Text provided:

────────────────

I think the analogy works. No single engineer whether out of university or not can build a 747.

However a single person built a search engine. Duckduckgo. The person didn't even have a degree in software engineering. He had a physics degree.

I see your point. Let me put it this way. Somewhere in building the F-16 or the boeing 747 there is a form of theoretical modelling that must be done as a fundamental thing in order to build it. You need to calculate the flight dynamics and mathematically model the control system using math skills that cannot be obtained by attending a bootcamp.

Most of these skills can only be obtained through several years of practice, and a bootcamp doesn't offer that. Granted there are many parts of engineering a 747 that don't need these deep design skills so you can get away with not knowing what an ODE is while being an engineer.




But again, these complicated problems tend to be handled by well educated and experienced specialists. The reasons behind why it's not possible to do for the 747, but is with a search engine deal with complexity. There's far too many pieces for one person to handle, no matter how skilled.

For a single person to be able to do everything (not familiar with your examples, so I can't speak to the truth of it, but accepting your premise), the implementation must be sufficiently simple. You CANNOT provide an adequate solution to a slew of technical problems by yourself. There are many topics in SW Eng that CANNOT be done by a single person. Impossible. You can build a plane by hand by yourself. People do all the time. I had a boss that did. Sure he's buying parts and not eg designing the body himself, but no one ever really did.

At one point there were no planes, but over time we learned to do it better and better. At every step engineers were learning the ropes from industry veterans, then adding their own innovations. Not that different from a guy putting together a plane from parts. You could point to more complicated areas where harder technical concepts are applied, but that really just works the same. You learn x software, and y methods (again from the veterans NOT from Uni), then you add your innovations.

────────────────

Information supplied:
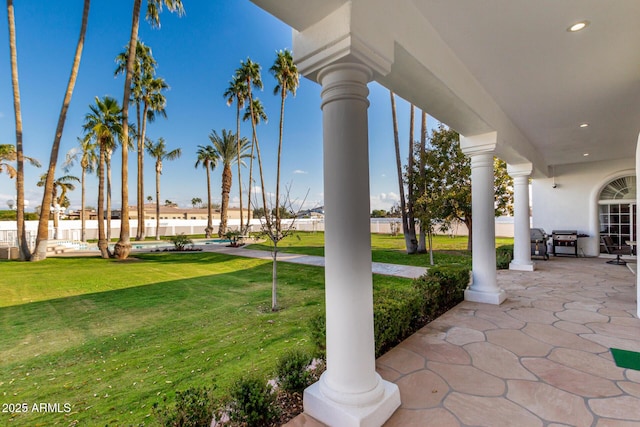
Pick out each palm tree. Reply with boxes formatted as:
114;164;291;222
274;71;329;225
63;135;98;242
115;0;184;259
36;173;80;240
31;0;91;261
223;75;251;233
195;145;218;238
263;49;300;310
209;129;249;237
84;96;122;258
146;137;182;240
242;98;268;227
115;40;169;240
7;0;31;260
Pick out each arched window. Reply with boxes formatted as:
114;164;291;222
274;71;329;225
598;176;636;252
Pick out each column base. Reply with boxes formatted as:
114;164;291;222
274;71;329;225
464;288;507;305
509;261;536;271
303;374;400;427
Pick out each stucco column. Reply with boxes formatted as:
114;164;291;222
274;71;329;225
304;63;400;426
460;132;506;304
507;163;546;271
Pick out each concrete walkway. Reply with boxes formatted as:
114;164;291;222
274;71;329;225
198;245;427;279
287;257;640;427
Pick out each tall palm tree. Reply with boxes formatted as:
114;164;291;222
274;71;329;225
223;76;251;234
31;0;91;261
242;98;268;227
84;96;122;258
146;137;182;240
36;174;80;240
115;0;184;259
7;0;31;260
63;135;98;242
209;129;249;237
195;145;218;238
263;49;300;310
235;58;266;231
115;40;169;240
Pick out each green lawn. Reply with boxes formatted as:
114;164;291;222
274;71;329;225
0;252;410;426
248;232;513;267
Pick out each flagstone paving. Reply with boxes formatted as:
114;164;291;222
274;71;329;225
287;257;640;427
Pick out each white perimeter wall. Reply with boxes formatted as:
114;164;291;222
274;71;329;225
531;158;636;256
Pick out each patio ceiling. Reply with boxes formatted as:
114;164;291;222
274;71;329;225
253;0;640;176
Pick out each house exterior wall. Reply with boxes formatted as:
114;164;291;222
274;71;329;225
531;159;635;256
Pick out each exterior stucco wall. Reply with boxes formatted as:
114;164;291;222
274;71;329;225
531;159;635;256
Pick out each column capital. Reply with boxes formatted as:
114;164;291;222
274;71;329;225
293;1;393;82
507;163;533;178
460;131;498;156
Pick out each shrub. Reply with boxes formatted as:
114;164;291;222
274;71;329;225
153;387;216;427
229;375;280;427
276;349;315;393
496;245;513;270
169;233;193;251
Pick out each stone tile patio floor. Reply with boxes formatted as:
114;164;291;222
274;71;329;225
287;257;640;427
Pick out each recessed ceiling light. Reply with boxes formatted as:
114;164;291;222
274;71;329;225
567;21;589;33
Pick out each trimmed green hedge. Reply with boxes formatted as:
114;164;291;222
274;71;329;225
311;264;470;357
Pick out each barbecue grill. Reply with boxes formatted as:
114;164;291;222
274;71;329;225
530;228;549;260
551;230;587;257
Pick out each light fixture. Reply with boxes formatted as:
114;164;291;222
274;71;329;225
567;21;589;33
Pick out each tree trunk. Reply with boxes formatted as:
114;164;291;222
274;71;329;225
236;105;244;234
98;145;109;259
218;164;232;237
418;111;433;254
7;0;28;261
106;149;112;243
114;0;142;259
389;91;417;254
32;0;91;261
80;166;87;242
156;163;162;240
271;244;278;311
204;162;213;239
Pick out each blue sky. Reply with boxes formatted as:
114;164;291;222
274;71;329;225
0;0;433;214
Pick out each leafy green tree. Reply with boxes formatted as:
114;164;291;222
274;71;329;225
114;0;184;259
414;124;513;250
195;145;218;238
209;129;249;237
63;135;98;242
115;40;169;240
31;0;91;261
83;96;122;258
145;137;182;240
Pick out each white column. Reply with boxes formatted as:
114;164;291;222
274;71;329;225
304;63;400;427
460;132;506;304
507;163;546;271
636;134;640;318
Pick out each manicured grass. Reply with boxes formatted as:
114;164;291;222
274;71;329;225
249;232;513;267
0;252;410;426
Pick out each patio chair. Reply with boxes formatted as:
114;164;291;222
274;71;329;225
600;236;631;265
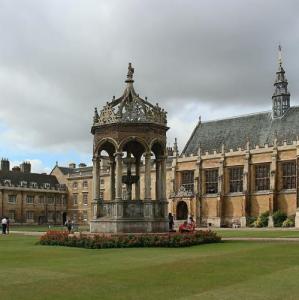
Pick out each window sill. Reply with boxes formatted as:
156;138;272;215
225;192;245;197
203;194;219;198
251;190;272;195
278;189;296;194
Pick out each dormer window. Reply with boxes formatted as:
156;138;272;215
4;179;11;186
20;181;27;187
31;182;37;188
44;183;50;189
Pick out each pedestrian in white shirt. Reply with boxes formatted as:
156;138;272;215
1;217;7;234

────────────────

Jobs:
1. In the discussion about engineering skills, why can one person build a search engine but not a 747? Answer in one to three sentences.
2. Extend the discussion about engineering skills, picking up after its final sentence.
The rows have no connection to the discussion about engineering skills.

Exercise results:
1. The difference comes down to complexity. A 747 has far too many pieces for one person to handle, no matter how skilled. One person can build something only if its implementation is sufficiently simple.

2.
You think Boeing is designing all their parts, on one team? No it's mostly people cobbling together parts from suppliers and other teams, digging under the hood for some things, tweaking similar designs, managing, "business stuff", ect. That's the vast majority of engineering, even outside of software. A high percentage of people won't touch the stuff they learned in school, or just a tiny piece of it. They're getting most of their information from the professional greybeards from within their industry.

I do agree that things are a bit different in software engineering, but not by as much as you seem to think. We could probably get a lot of traditional engineering prospects off the ground with an intensive camp. This makes a lot more sense in software for a variety of reasons (IMO mainly because there's SO MUCH of this kind of work to do), but I don't agree that it's impossible in other engineering domains.

It seems like you'd have to make a comparison that is not apples to apples, eg. comparing a master/phd educated, highly-specialized ME to an entry level software engineer. A better comparison is comparing a run-of-the-mill developer to a basic ME working in a plant. Things aren't so different there. You can also compare a specialized SW Eng, eg. working on algorithms themselves to the kind of aerospace engineers your picturing. Things don't look so different then, I think.


>But again, these complicated problems tend to be handled by well educated and experienced specialists.

That's my point. In software engineering these specialists aren't required. Like actual deep mathematical knowledge isn't needed for software engineering.

>They're getting most of their information from the professional greybeards from within their industry.

Of course, I never disputed this. However there is a foundational knowledge in say something like ME which is more reliant on schooling. This foundational knowledge is required to understand the greybeard. For example kinematics and calculus. Just getting up to that point requires at a minimum.. two years of training in school.

Plenty of software engineers don't know calculus or trig. That much I can assure you because it's rarely required.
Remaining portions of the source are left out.